▸ **TASK DIRECTIONS**: Count the lines in the items below that contain the word "mountain". Reply with that number alone.

==================================================

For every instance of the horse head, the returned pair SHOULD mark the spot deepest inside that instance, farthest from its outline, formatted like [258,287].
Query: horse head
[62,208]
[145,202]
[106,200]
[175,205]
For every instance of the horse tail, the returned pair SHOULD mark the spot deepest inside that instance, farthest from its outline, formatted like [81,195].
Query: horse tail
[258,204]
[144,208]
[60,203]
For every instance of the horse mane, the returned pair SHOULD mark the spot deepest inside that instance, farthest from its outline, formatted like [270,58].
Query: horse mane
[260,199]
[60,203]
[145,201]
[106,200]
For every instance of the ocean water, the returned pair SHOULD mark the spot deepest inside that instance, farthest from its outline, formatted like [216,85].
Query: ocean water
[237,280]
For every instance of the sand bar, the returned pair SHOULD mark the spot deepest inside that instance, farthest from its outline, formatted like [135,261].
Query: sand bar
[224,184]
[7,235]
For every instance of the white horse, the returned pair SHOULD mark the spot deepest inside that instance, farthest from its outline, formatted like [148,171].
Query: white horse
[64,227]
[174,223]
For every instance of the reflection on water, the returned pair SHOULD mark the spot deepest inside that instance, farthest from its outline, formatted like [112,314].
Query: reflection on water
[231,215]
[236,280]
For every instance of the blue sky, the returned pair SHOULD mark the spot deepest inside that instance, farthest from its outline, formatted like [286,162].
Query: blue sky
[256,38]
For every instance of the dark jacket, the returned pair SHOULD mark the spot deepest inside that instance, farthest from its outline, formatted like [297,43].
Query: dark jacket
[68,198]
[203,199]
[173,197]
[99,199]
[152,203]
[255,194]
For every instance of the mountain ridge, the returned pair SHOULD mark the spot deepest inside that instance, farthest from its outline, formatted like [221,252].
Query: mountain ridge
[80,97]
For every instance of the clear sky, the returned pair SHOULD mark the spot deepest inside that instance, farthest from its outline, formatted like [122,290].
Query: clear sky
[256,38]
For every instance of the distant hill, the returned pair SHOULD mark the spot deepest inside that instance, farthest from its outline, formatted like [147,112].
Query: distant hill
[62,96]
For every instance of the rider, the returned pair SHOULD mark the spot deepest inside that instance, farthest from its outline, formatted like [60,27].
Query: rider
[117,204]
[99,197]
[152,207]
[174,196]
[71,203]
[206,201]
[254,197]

==================================================

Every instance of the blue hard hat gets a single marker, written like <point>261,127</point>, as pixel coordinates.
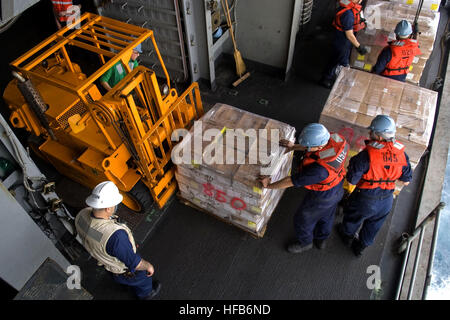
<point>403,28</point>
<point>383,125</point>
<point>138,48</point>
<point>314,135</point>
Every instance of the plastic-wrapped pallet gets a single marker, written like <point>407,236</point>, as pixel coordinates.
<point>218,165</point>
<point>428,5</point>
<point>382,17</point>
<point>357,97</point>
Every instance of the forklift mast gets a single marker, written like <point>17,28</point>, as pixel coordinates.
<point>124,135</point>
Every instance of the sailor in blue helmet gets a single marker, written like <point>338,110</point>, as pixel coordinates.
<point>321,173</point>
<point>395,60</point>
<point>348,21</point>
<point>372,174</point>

==================================================

▸ **EXERCISE ANSWER**: 2